In the page excerpt on humans and the environment, explain why buying a car with better gas mileage is said to help. Answer in one to three sentences.

*Page excerpt*:

---+---

Sure, correlation is not causation. But the environment is an incredibly complex system. We didn’t know how complex it could be until we found that reintroducing wolves into Yellowstone Park actually changed the course of rivers.
It seems to me that the only way to believe that humans aren’t affecting the environment is to stick your fingers in your ears and yell “LA-LA-LA-I-CAN’T-HEAR-YOU!”.
Climate Scientists Have Been Wrong
Of course they have. That’s part of the scientific method.
But they were right often enough that they created the computer you’re reading this on.
Science is not a belief system, and it’s not a library of information. It’s a process for finding the best and most effective ways of interacting with our world.
So yes, climate scientists may not get it right the first time. Lots of scientists don’t get it right the first time. But they’re getting better.
And I’d rather clean up the Earth and not drink a mercury in my water, than let big industries continue to dump their waste in my back yard.
What Can I Do?
Well, hopefully, if you’ve read this far and haven’t thrown your laptop across the room, maybe you’ll take some time to think about this.
You can do little things, like reusing your grocery bags. You can toss soda cans and cardboard in the recycling bin instead of the trash.
You can do mid-sized things, like buying a car that gets better gas mileage. (Better mileage means less gasoline burned, meaning less gasoline needs to be manufactured, meaning less pollution dumped into your local rivers.)

---+---

Excerpts from a dataset:

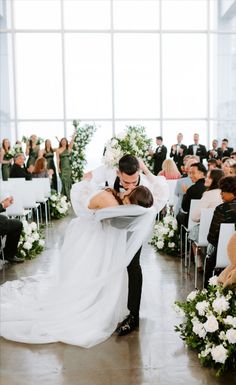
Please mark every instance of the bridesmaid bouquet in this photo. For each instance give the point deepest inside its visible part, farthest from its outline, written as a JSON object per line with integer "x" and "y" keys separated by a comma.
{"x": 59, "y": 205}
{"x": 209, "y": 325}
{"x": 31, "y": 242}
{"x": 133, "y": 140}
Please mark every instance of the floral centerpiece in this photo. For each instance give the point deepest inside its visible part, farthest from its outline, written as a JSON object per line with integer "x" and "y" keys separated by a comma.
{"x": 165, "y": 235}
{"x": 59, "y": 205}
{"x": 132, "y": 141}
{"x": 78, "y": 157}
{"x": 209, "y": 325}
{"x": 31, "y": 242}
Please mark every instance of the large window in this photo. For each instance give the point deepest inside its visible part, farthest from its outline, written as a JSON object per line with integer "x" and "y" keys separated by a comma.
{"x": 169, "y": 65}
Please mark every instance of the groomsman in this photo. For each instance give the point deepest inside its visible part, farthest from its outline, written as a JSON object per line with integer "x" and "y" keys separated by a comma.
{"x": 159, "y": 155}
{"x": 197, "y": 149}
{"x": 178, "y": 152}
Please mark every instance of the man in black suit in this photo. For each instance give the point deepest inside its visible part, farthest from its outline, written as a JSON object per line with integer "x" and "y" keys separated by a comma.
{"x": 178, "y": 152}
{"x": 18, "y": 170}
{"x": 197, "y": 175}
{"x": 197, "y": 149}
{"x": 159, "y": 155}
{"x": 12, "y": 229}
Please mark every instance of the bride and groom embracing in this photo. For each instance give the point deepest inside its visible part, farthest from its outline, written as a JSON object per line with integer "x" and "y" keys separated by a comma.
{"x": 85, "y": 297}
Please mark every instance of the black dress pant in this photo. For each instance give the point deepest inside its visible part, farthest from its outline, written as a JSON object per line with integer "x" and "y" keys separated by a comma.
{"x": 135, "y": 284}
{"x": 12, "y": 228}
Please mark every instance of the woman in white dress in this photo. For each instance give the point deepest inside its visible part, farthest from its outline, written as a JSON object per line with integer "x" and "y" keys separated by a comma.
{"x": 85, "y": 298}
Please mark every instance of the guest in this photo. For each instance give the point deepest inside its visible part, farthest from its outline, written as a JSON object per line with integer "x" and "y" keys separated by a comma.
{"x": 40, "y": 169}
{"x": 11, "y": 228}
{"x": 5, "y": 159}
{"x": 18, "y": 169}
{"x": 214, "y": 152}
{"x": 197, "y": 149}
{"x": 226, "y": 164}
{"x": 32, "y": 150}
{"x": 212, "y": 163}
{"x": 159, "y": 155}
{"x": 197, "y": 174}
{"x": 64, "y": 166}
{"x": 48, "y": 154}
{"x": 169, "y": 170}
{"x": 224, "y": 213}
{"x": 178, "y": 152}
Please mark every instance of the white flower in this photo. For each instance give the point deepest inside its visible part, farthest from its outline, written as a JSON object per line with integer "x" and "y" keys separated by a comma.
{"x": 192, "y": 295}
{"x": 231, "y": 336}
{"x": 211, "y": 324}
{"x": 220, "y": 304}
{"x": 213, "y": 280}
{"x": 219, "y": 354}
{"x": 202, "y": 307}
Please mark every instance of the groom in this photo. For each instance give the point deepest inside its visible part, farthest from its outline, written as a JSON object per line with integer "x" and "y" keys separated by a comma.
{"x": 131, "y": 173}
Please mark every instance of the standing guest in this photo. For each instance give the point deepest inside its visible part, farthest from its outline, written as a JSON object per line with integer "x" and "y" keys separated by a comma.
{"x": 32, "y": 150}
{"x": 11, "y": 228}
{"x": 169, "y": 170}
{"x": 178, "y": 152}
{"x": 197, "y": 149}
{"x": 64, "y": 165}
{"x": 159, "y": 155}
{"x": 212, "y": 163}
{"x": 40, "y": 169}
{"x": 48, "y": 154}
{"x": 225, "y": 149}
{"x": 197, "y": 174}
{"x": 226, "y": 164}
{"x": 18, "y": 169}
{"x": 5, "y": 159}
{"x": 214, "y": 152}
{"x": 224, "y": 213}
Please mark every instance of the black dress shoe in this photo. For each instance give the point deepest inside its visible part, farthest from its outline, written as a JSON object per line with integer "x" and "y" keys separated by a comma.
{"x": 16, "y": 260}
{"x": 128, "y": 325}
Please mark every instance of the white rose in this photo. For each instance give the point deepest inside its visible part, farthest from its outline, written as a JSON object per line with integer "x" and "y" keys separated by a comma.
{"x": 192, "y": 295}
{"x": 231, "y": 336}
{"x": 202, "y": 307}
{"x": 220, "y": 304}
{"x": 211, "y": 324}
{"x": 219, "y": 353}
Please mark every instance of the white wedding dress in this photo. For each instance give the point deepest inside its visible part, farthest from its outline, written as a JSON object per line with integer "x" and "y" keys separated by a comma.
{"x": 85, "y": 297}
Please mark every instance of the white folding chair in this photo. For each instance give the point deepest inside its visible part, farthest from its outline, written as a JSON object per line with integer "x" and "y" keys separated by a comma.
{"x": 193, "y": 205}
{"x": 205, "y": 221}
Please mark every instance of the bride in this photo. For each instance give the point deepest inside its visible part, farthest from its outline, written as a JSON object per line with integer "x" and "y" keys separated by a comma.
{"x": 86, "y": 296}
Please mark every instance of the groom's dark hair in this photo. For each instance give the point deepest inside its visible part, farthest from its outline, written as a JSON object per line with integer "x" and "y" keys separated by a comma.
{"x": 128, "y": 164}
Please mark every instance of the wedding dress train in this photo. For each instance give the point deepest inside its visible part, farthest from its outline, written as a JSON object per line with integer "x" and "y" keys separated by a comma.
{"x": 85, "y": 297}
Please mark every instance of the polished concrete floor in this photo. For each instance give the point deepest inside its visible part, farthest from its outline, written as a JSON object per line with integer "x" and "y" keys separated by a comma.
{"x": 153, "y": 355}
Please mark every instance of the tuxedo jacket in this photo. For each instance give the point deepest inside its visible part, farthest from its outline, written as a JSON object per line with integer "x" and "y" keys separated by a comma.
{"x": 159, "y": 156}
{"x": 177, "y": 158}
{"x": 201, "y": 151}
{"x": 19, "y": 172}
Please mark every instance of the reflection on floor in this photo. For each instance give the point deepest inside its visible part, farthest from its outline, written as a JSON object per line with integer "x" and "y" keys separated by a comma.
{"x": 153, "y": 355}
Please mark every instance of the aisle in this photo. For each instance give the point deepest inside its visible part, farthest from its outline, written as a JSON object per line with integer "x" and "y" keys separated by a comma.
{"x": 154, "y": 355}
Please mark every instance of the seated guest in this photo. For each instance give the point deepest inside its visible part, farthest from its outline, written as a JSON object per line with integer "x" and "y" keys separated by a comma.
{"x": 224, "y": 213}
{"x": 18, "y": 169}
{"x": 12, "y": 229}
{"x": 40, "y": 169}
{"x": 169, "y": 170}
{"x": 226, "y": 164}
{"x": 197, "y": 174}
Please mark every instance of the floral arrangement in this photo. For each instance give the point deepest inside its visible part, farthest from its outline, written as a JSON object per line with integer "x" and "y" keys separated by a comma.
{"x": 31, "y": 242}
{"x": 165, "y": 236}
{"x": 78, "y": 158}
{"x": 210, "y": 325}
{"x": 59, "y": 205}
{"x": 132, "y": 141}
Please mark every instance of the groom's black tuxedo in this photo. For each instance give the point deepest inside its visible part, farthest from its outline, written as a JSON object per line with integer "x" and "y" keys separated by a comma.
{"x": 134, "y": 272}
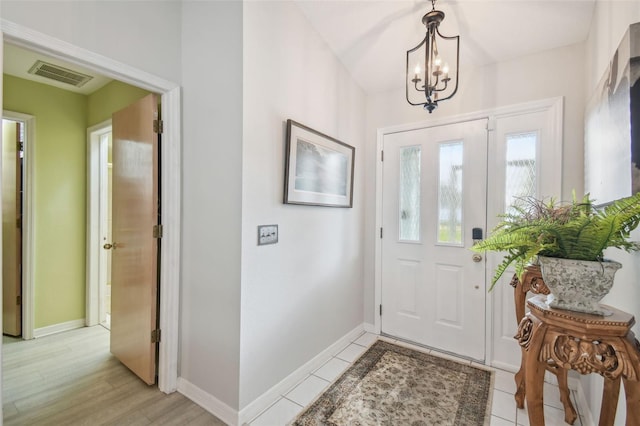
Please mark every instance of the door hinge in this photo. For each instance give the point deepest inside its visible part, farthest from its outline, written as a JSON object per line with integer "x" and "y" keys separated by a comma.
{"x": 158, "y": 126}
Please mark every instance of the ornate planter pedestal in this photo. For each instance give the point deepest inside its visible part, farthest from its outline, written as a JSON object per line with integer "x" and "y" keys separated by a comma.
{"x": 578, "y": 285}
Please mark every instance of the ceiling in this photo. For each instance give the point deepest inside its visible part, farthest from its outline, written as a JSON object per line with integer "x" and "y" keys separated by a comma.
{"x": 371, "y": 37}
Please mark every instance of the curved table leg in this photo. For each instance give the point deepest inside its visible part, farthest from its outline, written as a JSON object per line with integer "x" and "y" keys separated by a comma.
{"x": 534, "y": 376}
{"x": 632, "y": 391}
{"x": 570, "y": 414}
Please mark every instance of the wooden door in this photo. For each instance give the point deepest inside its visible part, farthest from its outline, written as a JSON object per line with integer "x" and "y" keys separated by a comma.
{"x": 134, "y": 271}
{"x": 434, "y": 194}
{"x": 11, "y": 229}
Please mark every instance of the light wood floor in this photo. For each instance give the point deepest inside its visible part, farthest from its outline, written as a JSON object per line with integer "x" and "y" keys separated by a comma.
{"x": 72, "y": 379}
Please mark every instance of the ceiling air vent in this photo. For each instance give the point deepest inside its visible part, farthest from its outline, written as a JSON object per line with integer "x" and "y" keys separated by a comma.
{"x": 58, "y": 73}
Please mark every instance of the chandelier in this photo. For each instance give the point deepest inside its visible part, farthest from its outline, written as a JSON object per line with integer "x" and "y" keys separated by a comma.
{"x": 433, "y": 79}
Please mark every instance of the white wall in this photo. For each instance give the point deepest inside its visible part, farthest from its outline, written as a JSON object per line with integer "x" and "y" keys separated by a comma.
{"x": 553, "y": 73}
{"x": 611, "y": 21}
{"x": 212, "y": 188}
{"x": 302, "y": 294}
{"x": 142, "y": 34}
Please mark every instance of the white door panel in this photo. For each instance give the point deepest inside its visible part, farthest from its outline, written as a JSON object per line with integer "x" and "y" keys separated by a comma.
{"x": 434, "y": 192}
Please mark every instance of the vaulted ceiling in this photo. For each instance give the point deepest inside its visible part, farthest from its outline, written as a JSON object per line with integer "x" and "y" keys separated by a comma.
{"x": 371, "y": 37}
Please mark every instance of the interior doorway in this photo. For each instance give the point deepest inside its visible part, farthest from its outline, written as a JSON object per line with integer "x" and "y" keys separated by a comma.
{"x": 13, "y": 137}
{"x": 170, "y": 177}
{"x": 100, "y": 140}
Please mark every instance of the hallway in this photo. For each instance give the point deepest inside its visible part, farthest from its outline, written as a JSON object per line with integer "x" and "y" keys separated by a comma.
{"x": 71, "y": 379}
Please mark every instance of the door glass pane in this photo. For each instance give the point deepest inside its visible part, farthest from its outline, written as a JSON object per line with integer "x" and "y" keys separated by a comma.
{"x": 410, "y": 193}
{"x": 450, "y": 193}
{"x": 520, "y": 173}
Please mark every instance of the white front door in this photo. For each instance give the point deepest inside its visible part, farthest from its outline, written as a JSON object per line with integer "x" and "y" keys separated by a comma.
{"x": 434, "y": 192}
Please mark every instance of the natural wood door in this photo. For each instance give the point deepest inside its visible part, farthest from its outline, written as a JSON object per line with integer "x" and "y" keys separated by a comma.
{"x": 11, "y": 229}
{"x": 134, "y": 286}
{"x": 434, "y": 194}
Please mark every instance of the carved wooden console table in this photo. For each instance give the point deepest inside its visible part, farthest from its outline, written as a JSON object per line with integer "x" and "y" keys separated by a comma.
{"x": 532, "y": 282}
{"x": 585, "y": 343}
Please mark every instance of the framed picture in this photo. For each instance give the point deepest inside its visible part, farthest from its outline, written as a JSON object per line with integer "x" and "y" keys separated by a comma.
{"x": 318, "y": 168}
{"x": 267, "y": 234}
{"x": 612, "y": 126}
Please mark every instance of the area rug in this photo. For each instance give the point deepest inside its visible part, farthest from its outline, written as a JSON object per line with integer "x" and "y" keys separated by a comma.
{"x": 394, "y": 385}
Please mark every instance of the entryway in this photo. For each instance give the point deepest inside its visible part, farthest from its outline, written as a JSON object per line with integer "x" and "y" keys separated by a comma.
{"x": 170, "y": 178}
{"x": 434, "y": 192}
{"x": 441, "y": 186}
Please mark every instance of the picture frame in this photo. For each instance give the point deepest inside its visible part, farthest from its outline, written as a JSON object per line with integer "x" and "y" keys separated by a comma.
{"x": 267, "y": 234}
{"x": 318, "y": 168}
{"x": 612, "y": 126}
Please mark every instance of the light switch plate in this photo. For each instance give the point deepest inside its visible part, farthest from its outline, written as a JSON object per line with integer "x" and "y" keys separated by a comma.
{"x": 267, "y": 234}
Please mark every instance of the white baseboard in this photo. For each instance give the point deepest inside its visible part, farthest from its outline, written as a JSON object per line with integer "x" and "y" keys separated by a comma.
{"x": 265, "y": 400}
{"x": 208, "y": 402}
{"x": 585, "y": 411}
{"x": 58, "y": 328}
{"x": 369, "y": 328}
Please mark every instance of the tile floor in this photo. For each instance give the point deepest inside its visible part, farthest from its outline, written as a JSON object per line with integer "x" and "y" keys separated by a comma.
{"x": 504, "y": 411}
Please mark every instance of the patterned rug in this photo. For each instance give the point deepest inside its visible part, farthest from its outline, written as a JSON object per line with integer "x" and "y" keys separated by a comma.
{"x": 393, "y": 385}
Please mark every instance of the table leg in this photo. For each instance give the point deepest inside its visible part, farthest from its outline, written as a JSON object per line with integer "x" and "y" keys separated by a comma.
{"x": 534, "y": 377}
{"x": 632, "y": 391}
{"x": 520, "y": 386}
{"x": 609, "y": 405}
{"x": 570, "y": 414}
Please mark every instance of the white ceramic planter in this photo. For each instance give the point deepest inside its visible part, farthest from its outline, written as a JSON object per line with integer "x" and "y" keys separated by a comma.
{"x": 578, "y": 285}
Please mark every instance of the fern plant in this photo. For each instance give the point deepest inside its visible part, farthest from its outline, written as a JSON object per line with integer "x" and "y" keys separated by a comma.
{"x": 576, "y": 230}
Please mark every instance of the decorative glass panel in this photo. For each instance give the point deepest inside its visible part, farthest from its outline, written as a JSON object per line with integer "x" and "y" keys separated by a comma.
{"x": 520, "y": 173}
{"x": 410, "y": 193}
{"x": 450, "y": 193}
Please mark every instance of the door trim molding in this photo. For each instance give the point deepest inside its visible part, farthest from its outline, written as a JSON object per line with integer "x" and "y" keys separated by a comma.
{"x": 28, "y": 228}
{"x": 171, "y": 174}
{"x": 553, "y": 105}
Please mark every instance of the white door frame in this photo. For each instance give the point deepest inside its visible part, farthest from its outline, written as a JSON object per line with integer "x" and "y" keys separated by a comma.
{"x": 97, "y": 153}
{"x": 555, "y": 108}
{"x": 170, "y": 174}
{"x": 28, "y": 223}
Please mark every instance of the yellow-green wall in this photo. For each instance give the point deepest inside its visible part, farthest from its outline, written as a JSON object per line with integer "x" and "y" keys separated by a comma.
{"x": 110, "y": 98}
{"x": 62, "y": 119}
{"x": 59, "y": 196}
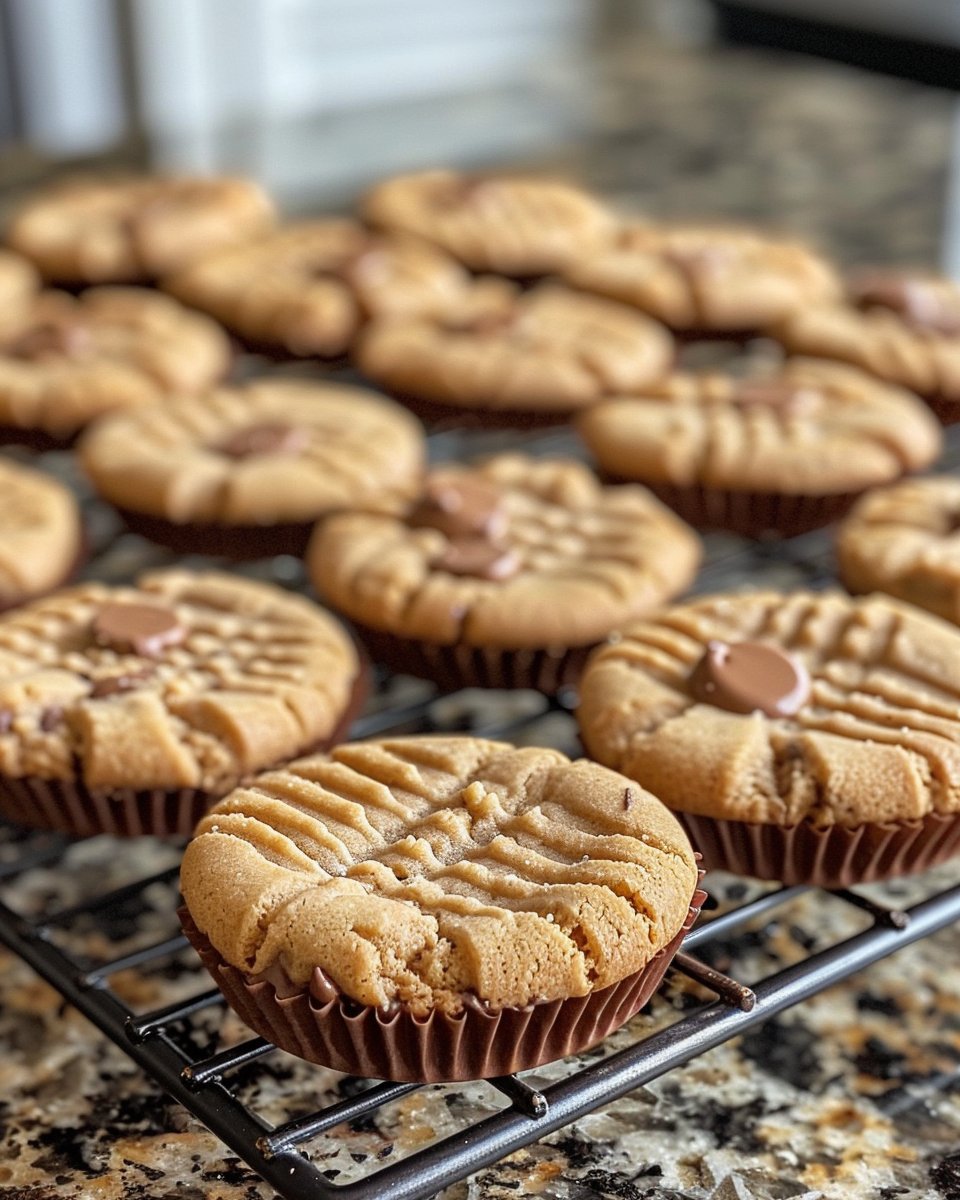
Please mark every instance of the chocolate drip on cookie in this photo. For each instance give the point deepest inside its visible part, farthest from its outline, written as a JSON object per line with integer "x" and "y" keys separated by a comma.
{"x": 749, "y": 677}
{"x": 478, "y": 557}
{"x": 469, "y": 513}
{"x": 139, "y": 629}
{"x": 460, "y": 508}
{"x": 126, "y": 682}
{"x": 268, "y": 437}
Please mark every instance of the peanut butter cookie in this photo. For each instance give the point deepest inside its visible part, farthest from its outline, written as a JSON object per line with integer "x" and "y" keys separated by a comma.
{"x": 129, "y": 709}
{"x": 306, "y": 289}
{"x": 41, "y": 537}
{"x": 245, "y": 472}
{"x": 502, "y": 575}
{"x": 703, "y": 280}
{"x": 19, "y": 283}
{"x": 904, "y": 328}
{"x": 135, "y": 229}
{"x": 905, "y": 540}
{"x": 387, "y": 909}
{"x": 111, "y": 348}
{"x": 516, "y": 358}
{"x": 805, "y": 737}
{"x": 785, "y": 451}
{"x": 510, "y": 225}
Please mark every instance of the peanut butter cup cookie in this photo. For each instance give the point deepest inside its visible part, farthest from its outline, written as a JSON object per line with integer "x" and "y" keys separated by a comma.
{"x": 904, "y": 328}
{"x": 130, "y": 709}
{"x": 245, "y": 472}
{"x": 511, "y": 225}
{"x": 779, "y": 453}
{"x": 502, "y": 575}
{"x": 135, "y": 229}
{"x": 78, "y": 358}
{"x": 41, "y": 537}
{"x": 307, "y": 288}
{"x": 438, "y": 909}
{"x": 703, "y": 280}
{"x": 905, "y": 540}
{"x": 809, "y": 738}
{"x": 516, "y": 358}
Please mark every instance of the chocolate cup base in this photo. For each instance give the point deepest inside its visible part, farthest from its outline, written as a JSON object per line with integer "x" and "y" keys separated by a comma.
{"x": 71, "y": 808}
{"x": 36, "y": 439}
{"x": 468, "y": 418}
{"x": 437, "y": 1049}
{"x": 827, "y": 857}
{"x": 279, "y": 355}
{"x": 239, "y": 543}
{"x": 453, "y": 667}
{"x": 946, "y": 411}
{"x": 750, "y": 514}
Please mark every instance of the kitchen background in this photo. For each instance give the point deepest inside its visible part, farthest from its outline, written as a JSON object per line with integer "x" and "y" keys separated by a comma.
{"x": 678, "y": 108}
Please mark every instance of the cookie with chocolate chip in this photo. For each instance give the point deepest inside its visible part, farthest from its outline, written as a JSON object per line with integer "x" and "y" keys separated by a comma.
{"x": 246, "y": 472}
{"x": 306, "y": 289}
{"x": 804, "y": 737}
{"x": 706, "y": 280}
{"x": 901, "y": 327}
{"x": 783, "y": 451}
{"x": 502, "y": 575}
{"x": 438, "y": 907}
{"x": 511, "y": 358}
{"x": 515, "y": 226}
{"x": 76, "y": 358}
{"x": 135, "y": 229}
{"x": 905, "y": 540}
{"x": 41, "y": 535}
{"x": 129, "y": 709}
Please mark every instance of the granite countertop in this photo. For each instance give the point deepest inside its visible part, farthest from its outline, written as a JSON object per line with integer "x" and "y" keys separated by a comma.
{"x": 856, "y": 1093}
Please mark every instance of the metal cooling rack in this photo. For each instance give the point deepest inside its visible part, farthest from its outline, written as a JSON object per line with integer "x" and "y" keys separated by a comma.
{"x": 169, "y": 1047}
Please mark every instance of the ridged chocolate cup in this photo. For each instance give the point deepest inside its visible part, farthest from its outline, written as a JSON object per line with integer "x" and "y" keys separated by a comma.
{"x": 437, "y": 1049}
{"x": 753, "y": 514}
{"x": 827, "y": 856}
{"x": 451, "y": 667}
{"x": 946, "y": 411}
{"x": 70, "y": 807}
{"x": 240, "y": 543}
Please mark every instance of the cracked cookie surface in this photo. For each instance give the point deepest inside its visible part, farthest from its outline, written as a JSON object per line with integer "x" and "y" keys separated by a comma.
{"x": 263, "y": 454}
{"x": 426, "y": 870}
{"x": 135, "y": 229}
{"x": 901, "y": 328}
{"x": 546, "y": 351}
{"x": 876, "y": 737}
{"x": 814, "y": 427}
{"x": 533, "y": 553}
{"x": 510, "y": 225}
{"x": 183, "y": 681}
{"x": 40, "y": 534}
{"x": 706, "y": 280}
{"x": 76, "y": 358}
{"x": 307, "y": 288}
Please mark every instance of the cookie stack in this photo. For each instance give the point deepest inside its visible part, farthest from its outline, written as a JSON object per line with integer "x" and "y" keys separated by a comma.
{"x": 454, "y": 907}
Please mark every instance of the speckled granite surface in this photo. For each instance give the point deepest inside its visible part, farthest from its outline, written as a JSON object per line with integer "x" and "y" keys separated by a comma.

---+---

*Answer to this problem*: A car with better mileage burns less gasoline, so less gasoline has to be manufactured. That in turn means less pollution is dumped into local rivers.